Zadania do wykonania ->
1. Przepisz z tekstu o walce z nowicjuszem w klubie BJJ fragment zawarty między słowami "Pewnie niejedna osoba, trenująca" a "słaby w BJJ.", łącznie z tymi słowami.
2. Wyjaśnij na podstawie tekstu o walce z nowicjuszem w klubie BJJ, dlaczego przechwalający się nowicjusz uznaje trenera za słabego w BJJ.
3. Dopisz dalszą część tekstu o walce z nowicjuszem w klubie BJJ, zaczynając od miejsca, w którym tekst się kończy.

Jak walczyć z nową, niedoświadczoną osobą w klubie BJJ?

Pewnie niejedna osoba, trenująca BJJ już przez jakiś czas, spotkała się z sytuacją, w której ma walczyć z niedoświadczoną osobą lub taką, która posiada doświadczenie np. w zapasach i myśli, że przychodząc po raz pierwszy na trening BJJ wie już wszystko. Często szybko dochodzi do zderzenia z rzeczywistością, a taki delikwent, z którym inni trenujący obchodzą się z jak z jajkiem, nie korzystają z treningu, tak jakby mogli. Inne osoby znajdują sposób na poradzenie sobie z taką jednostką, po prostu ją zawstydzając swoimi umiejętnościami. Jednakże zdarzają się przypadki, kiedy taki ogórek naraża innych trenujących albo przechwala się, że np. poddał trenera, więc widocznie ten jest słaby w BJJ.

Zapisane informacje ->

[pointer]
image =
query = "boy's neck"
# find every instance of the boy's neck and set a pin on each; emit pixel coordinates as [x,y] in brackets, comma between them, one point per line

Odpowiedzi do zadań ->
1.
Pewnie niejedna osoba, trenująca BJJ już przez jakiś czas, spotkała się z sytuacją, w której ma walczyć z niedoświadczoną osobą lub taką, która posiada doświadczenie np. w zapasach i myśli, że przychodząc po raz pierwszy na trening BJJ wie już wszystko. Często szybko dochodzi do zderzenia z rzeczywistością, a taki delikwent, z którym inni trenujący obchodzą się z jak z jajkiem, nie korzystają z treningu, tak jakby mogli. Inne osoby znajdują sposób na poradzenie sobie z taką jednostką, po prostu ją zawstydzając swoimi umiejętnościami. Jednakże zdarzają się przypadki, kiedy taki ogórek naraża innych trenujących albo przechwala się, że np. poddał trenera, więc widocznie ten jest słaby w BJJ.

2. Nowicjusz uznaje trenera za słabego w BJJ, ponieważ przechwala się, że go poddał.

3.
Z podobną sytuacją spotkał się Nick „Chewie” Albin, który to dawał szansę nowej osobie na przejście sobie do różnych pozycji. Jak bardzo się zdziwił, gdy ten sam gość zaczął przechwalać się i powiedział promotorowi walk, że poddał samego „Chewiego”. Ten natomiast nie mógł uwierzyć własnym uszom, jako że nowy adept BJJ nie potrafił na treningu nawet odpowiednio wykonać rozgrzewki.

Wprowadź tę zasadę do treningu

W nagraniu mówił, że posiadają w klubie niepisaną umowę, która brzmi następująco: jeśli poddasz kogoś bardzo szybko, do trzech razy, to później zwalniasz.

Nie chodzi o to, aby tę osobę zmiażdżyć, a technicznie dochodzić do poddań, tak, aby pokazać, że jest się dobrym w BJJ. Po zmniejszeniu obrotów, osoba świeża w temacie będzie miała kontrast, który uświadomi jej, że przeciwnik jest doświadczony i warto się od niego uczyć.

Zobacz, co jeszcze radzi „Chewie”, bo ta wiedza może Ci się przydać w najmniej oczekiwanym momencie:

CO JEST KULANE?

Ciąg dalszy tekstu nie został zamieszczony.